### [To do]
Could you return, unchanged and with both end lines included, the rows starting at the line that contains "For the evaluation set, pick out each instance of the gray" and ending at the line that contains "x=136 y=134"?

### [Dataset content]
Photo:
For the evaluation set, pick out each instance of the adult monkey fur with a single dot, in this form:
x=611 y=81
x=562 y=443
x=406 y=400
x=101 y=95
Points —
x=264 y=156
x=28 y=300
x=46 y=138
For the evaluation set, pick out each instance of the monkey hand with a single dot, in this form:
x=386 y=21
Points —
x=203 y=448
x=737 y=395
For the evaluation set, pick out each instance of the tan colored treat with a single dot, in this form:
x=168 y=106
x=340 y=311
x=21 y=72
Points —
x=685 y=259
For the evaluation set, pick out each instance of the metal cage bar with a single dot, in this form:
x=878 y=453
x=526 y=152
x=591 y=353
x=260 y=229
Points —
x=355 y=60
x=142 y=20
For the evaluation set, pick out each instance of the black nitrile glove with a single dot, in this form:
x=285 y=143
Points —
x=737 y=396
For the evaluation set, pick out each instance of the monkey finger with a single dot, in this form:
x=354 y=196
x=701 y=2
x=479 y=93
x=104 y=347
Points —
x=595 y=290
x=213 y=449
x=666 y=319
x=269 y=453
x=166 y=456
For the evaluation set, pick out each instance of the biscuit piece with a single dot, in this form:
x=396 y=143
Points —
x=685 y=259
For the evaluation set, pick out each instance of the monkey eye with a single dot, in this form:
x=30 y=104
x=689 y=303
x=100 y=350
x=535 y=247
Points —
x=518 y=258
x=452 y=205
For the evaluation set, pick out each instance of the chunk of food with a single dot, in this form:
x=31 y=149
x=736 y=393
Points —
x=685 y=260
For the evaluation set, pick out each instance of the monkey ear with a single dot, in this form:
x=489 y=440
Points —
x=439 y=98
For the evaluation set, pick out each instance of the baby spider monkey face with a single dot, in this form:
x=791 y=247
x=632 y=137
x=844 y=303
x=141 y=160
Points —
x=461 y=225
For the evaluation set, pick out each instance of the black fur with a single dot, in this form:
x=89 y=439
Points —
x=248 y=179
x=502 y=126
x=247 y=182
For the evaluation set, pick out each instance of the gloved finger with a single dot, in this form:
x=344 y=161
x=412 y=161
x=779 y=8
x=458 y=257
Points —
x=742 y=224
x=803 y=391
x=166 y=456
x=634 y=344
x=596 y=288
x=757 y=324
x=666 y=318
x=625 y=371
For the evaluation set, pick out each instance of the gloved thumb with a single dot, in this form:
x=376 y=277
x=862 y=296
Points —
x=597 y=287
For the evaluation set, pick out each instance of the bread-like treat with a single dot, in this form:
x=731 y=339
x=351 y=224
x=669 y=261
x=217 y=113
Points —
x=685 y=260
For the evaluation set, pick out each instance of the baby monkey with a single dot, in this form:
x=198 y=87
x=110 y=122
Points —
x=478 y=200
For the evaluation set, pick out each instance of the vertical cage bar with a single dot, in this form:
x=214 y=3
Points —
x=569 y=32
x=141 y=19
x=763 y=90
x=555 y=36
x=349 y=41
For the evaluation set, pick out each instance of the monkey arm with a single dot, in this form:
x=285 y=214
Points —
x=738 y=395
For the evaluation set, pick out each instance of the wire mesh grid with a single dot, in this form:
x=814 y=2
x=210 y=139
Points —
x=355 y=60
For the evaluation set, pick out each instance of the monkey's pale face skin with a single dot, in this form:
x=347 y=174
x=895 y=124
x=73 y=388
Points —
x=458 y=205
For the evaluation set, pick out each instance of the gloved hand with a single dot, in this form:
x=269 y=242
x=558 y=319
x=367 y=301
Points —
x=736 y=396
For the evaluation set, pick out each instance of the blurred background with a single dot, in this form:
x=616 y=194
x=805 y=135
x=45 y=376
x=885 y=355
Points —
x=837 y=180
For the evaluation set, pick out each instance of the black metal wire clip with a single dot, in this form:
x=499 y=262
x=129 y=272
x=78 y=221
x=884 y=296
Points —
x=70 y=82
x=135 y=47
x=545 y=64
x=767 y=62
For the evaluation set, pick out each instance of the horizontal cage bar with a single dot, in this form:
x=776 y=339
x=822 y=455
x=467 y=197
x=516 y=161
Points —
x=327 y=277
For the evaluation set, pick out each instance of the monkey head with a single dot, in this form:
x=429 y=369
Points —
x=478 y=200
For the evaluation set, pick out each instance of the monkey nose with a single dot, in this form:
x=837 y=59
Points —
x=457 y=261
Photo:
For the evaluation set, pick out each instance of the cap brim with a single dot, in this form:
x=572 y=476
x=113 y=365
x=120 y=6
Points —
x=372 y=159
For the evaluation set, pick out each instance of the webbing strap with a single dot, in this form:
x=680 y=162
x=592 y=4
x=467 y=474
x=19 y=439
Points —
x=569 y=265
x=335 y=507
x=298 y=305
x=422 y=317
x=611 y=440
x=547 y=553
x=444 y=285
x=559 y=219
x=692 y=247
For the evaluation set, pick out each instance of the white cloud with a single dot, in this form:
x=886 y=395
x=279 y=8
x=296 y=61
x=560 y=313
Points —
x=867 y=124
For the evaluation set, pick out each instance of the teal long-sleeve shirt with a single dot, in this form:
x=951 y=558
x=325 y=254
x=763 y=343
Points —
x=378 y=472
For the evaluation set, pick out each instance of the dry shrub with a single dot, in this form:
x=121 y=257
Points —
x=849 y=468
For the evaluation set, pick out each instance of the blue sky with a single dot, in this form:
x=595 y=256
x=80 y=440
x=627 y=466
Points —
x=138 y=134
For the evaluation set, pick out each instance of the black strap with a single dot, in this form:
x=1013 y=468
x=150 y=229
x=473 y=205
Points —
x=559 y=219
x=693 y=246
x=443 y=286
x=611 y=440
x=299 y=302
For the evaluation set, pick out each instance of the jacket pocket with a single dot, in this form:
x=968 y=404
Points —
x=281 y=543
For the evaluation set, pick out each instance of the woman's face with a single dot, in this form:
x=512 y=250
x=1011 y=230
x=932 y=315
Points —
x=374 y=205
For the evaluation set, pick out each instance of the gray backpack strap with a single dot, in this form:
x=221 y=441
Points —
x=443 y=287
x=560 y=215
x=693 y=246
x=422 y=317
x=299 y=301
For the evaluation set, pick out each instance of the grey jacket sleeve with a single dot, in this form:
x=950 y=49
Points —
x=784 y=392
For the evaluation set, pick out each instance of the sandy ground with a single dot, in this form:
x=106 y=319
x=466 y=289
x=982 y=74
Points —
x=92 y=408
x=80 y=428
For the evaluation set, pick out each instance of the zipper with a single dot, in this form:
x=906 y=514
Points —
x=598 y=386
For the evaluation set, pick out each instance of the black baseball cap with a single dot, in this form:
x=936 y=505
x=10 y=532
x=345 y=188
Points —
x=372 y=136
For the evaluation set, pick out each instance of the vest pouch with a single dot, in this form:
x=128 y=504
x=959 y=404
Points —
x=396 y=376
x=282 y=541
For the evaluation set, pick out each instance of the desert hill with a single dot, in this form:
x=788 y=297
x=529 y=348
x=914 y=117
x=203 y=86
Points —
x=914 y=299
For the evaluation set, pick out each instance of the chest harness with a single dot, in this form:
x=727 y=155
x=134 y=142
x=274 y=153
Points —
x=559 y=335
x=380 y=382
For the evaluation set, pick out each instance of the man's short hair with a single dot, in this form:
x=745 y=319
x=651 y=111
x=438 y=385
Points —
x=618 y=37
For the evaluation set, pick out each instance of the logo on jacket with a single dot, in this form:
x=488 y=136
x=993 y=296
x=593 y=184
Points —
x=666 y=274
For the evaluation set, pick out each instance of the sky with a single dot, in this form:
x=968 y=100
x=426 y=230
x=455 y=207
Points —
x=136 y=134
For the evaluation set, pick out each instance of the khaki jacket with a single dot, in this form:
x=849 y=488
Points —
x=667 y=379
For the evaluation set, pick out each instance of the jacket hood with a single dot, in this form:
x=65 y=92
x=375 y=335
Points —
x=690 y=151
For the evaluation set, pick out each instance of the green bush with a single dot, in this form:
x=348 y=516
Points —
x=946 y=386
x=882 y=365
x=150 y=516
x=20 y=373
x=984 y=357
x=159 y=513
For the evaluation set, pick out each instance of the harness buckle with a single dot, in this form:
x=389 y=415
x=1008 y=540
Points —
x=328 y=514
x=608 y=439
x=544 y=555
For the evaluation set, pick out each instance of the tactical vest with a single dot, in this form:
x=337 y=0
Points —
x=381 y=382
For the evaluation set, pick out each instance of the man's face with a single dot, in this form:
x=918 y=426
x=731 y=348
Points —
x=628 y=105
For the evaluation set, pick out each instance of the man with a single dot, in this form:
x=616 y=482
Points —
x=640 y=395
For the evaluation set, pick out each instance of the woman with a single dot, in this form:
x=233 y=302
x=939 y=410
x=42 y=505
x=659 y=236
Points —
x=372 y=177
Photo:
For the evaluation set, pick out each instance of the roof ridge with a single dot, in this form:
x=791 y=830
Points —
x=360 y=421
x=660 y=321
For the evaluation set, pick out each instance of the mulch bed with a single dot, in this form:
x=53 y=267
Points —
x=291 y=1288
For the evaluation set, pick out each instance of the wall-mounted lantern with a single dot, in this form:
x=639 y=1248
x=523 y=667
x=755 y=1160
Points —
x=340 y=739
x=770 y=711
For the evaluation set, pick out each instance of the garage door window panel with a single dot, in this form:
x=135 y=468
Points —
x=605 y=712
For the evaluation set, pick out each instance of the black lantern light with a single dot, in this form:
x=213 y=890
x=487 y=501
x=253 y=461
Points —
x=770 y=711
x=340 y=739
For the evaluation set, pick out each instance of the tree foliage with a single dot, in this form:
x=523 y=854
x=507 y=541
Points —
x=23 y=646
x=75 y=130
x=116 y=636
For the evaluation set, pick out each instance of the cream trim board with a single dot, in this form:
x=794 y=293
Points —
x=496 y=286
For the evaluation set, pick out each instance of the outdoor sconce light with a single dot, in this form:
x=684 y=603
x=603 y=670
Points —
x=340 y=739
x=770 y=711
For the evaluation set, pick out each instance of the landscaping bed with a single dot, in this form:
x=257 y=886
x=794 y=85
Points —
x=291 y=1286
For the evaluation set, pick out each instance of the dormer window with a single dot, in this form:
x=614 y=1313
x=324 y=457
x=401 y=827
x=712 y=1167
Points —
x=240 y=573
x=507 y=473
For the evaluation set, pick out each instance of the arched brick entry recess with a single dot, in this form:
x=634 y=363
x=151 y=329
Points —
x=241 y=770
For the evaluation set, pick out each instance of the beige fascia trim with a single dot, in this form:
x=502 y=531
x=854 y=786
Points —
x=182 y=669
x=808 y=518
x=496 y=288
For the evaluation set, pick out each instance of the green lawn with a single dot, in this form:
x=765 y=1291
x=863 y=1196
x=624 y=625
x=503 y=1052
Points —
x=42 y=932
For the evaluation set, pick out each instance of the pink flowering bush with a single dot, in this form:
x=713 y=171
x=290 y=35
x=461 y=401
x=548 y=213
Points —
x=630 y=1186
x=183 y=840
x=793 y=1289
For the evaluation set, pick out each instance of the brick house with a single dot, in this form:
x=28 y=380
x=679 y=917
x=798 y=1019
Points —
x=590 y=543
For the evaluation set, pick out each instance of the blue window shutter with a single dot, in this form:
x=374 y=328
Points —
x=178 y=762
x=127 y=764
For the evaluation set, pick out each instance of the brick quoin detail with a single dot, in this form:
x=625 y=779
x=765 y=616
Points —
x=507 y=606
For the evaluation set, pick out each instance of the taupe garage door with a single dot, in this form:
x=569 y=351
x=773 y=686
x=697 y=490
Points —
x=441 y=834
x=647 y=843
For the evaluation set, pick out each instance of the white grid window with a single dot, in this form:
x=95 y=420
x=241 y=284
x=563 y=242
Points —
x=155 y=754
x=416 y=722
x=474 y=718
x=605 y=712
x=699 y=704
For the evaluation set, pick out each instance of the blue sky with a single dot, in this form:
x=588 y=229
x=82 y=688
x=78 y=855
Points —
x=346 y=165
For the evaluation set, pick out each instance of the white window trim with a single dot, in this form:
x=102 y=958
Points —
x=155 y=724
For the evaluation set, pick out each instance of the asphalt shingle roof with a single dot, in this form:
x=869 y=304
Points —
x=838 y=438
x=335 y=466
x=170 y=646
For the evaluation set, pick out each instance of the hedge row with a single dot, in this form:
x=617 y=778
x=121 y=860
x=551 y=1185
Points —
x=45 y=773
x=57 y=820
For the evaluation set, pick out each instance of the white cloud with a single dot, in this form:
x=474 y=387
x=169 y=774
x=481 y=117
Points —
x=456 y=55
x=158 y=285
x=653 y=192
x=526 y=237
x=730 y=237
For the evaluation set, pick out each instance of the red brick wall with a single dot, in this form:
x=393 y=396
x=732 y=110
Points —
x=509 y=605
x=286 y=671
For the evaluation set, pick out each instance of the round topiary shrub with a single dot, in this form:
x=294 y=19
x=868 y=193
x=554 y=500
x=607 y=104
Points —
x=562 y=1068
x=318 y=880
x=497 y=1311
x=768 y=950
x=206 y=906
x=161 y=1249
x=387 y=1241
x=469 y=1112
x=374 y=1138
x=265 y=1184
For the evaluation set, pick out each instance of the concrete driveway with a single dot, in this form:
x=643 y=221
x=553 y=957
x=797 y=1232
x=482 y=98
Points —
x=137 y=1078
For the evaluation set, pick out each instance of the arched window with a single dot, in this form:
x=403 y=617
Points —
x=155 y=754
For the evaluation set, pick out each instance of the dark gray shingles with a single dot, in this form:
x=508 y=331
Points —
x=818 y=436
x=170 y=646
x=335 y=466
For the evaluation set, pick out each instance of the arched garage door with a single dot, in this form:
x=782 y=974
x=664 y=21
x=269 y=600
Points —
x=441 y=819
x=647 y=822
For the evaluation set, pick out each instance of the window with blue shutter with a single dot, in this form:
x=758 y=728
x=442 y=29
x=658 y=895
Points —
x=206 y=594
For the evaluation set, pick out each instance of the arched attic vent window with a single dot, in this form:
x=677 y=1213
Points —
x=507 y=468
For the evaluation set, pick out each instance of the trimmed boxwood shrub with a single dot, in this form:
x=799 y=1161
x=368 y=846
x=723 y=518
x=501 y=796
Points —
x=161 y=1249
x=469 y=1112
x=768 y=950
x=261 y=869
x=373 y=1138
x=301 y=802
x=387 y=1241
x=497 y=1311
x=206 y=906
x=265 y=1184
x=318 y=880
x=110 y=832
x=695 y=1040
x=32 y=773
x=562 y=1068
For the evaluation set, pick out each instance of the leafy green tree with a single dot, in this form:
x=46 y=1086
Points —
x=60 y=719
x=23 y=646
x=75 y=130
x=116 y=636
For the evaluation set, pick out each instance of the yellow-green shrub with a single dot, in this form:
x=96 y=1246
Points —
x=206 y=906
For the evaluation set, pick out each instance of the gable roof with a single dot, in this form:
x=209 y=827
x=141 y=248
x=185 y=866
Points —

### [Written solution]
For the evaluation set, pick out each instance of the gray backpack strap with a single dot, in this form:
x=221 y=441
Points —
x=443 y=287
x=560 y=215
x=693 y=246
x=422 y=317
x=299 y=301
For the evaluation set, pick out each instance of the grey jacket sleeve with a single dot, in this form:
x=950 y=49
Points —
x=784 y=392
For the evaluation set, pick out each instance of the sandy ground with a single dot, in this form:
x=106 y=319
x=466 y=289
x=982 y=74
Points —
x=92 y=408
x=80 y=428
For the evaluation set, pick out each instance of the zipper with a single dot, in this form:
x=906 y=514
Points —
x=598 y=386
For the evaluation set, pick out each instance of the black baseball cap with a single dot, in this form:
x=936 y=505
x=10 y=532
x=345 y=188
Points —
x=372 y=136
For the evaluation set, pick out each instance of the vest pouch with a single dot, in this form:
x=128 y=504
x=959 y=404
Points —
x=396 y=376
x=282 y=541
For the evaluation set, pick out each instance of the desert hill with a single dot, in this form:
x=788 y=297
x=529 y=348
x=914 y=117
x=203 y=86
Points —
x=914 y=299
For the evaluation set, pick out each instance of the chest harness with a single dot, in this form:
x=727 y=155
x=134 y=142
x=274 y=153
Points —
x=559 y=335
x=380 y=382
For the evaluation set, pick out each instance of the man's short hair with a single dot, in this form:
x=745 y=319
x=651 y=111
x=438 y=385
Points —
x=618 y=37
For the evaluation set, pick out each instance of the logo on jacket with a single dot, in this form:
x=488 y=136
x=993 y=296
x=593 y=184
Points —
x=666 y=274
For the evaluation set, pick out each instance of the sky with a single dot, in this form:
x=968 y=100
x=426 y=230
x=455 y=207
Points —
x=136 y=134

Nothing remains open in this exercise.